#### [Required work]
Reproduce every record below exactly as it appears.

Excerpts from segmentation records
::::
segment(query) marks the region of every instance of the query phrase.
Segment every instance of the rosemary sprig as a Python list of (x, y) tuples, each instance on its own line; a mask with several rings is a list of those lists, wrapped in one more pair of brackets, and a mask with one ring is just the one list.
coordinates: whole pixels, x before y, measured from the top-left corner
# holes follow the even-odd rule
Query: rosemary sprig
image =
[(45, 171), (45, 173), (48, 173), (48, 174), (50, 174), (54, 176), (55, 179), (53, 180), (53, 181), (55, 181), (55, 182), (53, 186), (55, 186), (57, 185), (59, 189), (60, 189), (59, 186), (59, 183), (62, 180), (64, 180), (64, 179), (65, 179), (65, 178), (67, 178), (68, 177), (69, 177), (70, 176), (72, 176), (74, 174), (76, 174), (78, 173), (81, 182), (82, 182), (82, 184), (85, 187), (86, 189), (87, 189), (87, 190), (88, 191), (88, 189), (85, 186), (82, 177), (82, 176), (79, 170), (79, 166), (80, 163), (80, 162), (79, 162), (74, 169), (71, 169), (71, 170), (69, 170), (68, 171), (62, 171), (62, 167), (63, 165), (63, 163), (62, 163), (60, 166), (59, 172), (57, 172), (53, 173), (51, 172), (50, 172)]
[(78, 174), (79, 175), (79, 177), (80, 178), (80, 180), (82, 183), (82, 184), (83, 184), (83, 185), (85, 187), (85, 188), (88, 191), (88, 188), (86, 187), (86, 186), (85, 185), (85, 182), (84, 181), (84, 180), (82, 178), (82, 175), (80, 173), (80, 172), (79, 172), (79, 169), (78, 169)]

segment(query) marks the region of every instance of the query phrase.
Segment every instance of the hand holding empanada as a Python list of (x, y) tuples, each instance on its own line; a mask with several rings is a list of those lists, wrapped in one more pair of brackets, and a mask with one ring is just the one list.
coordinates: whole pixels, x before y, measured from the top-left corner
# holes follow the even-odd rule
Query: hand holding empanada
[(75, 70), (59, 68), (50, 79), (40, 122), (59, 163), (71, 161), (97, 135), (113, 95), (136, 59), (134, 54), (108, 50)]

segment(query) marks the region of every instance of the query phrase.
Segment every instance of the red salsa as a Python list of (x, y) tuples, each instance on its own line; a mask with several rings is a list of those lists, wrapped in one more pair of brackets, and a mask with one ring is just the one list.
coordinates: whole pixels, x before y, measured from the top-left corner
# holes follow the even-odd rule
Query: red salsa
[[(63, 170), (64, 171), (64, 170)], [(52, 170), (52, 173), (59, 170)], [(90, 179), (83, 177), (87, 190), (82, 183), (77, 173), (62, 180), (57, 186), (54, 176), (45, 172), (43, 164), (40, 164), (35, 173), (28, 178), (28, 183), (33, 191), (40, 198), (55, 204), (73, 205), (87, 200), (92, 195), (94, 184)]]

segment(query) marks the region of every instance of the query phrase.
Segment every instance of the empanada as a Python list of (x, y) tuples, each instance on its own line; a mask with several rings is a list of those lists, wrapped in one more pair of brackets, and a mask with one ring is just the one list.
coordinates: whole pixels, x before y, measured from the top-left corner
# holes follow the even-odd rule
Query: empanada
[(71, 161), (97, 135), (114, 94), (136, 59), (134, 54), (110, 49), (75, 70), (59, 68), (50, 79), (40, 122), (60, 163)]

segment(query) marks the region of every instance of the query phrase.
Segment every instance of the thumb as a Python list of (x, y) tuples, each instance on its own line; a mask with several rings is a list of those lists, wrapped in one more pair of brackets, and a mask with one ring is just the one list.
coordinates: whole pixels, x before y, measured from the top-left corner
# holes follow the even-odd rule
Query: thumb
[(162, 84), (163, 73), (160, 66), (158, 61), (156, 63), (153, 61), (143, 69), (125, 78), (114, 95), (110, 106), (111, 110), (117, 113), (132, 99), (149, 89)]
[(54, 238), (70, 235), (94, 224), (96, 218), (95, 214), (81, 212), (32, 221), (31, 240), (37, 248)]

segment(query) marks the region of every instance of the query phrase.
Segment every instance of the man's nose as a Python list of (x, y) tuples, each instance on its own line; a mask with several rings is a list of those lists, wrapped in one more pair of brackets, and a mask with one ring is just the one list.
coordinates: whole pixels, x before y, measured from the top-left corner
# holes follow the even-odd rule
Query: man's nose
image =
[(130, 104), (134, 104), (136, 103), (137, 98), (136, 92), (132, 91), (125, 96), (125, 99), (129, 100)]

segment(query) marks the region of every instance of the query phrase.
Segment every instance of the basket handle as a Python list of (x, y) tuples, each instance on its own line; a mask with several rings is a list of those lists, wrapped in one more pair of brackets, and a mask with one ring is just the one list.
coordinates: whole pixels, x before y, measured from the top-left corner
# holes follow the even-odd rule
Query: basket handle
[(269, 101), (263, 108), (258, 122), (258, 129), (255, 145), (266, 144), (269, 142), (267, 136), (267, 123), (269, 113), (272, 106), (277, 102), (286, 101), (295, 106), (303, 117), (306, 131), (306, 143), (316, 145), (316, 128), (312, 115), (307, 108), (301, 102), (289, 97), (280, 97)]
::::
#### [Exercise answer]
segment(query) marks the region of every instance of the query phrase.
Segment every instance of the rosemary sprig as a Python list of (x, y) tuples, each instance on its own line; a mask with several rings is a list of those lists, wrapped in one more pair of brackets, and a mask with one ring is just the one list.
coordinates: whole pixels, x before y, measured from the top-left corner
# holes follow the even-odd rule
Query: rosemary sprig
image =
[(45, 171), (45, 173), (48, 173), (48, 174), (50, 174), (54, 176), (55, 179), (53, 180), (53, 181), (55, 181), (55, 182), (53, 186), (55, 186), (57, 185), (59, 189), (60, 189), (59, 186), (59, 183), (62, 180), (64, 180), (64, 179), (65, 179), (65, 178), (67, 178), (68, 177), (69, 177), (70, 176), (72, 176), (74, 174), (76, 174), (78, 173), (81, 182), (82, 182), (82, 184), (85, 187), (86, 189), (87, 189), (87, 190), (88, 191), (88, 189), (85, 186), (82, 177), (82, 176), (79, 170), (79, 166), (80, 163), (80, 162), (79, 162), (74, 169), (71, 169), (71, 170), (69, 170), (68, 171), (62, 171), (62, 167), (63, 165), (63, 163), (62, 163), (60, 166), (59, 172), (57, 172), (53, 173), (51, 172), (50, 172)]
[(78, 174), (79, 175), (79, 177), (80, 178), (80, 180), (82, 183), (82, 184), (83, 184), (83, 185), (85, 187), (85, 188), (88, 191), (88, 188), (86, 187), (86, 186), (85, 185), (85, 182), (84, 181), (84, 180), (82, 178), (82, 175), (80, 173), (80, 172), (79, 172), (79, 169), (78, 169)]

segment(query) marks the region of every instance of the query phrase.
Segment every instance of the hand holding empanada as a Python list of (x, y) tuples, each instance on its own line; a mask with several rings is a list of those lists, wrapped in one more pair of brackets, and a mask with one ring is just the one list.
coordinates: whole pixels, x before y, measured from the top-left corner
# holes follow the even-odd rule
Query: hand holding empanada
[(75, 70), (59, 68), (50, 79), (40, 122), (59, 163), (71, 161), (97, 135), (113, 95), (136, 59), (134, 54), (108, 50)]

segment(query) marks the region of every instance of the query phrase.
Segment every instance of the red salsa as a Python list of (x, y) tuples, each instance on its own line; a mask with several rings is a list of those lists, wrapped in one more pair of brackets, and a mask with one ring is just the one list.
coordinates: whole pixels, x before y, measured from the top-left corner
# holes follow the even-odd rule
Query: red salsa
[[(63, 170), (64, 171), (64, 170)], [(52, 170), (52, 173), (59, 170)], [(90, 179), (83, 177), (87, 190), (82, 183), (77, 173), (62, 180), (57, 186), (54, 176), (45, 172), (43, 164), (40, 164), (35, 173), (28, 178), (28, 183), (33, 191), (40, 198), (55, 204), (73, 205), (87, 200), (92, 195), (94, 184)]]

segment(query) marks the region of every instance of the query phrase.
Segment every instance of the empanada as a Python list of (x, y) tuples, each instance on its own line; a mask with several rings is a list of those lists, wrapped in one more pair of brackets, and a mask with one ring is just the one list.
coordinates: whole pixels, x before y, measured from the top-left corner
# holes follow the even-odd rule
Query: empanada
[(71, 161), (97, 135), (114, 94), (136, 59), (134, 54), (110, 49), (75, 70), (59, 68), (50, 79), (40, 122), (60, 163)]

segment(query) marks the region of every instance of the query phrase.
Segment every instance of the thumb as a Python list of (x, y) tuples, each instance on its own line; a mask with several rings is a list of those lists, wrapped in one more pair of brackets, and a mask with one ring is just the one list.
coordinates: whole pixels, x before y, measured from the top-left corner
# holes follow the even-odd rule
Query: thumb
[(162, 84), (163, 73), (160, 66), (158, 61), (156, 63), (153, 61), (143, 69), (125, 78), (114, 95), (110, 106), (111, 110), (117, 113), (132, 99), (149, 89)]
[(54, 238), (70, 235), (94, 224), (96, 218), (95, 214), (81, 212), (32, 221), (31, 240), (37, 248)]

segment(query) marks the region of every instance of the query phrase.
Segment every instance of the man's nose as a Python list of (x, y) tuples, each instance on its own line; a mask with several rings is a list of those lists, wrapped in one more pair of brackets, and a mask with one ring is just the one list.
coordinates: whole pixels, x before y, measured from the top-left corner
# holes follow the even-odd rule
Query: man's nose
image =
[(130, 104), (134, 104), (136, 103), (137, 98), (136, 92), (132, 91), (125, 96), (125, 99), (129, 100)]

segment(query) marks the region of every instance of the query phrase.
Segment every instance of the basket handle as a Python list of (x, y) tuples, each instance on its own line; a mask with several rings is a list of those lists, wrapped in one more pair of brackets, and a mask with one ring is just the one list.
coordinates: whole pixels, x before y, measured from the top-left corner
# holes follow the even-odd rule
Query: basket handle
[(269, 101), (263, 108), (258, 122), (258, 129), (255, 145), (266, 144), (269, 142), (267, 136), (267, 123), (269, 113), (272, 106), (277, 102), (286, 101), (295, 106), (303, 117), (306, 131), (306, 143), (316, 145), (316, 128), (312, 115), (307, 108), (301, 102), (289, 97), (280, 97)]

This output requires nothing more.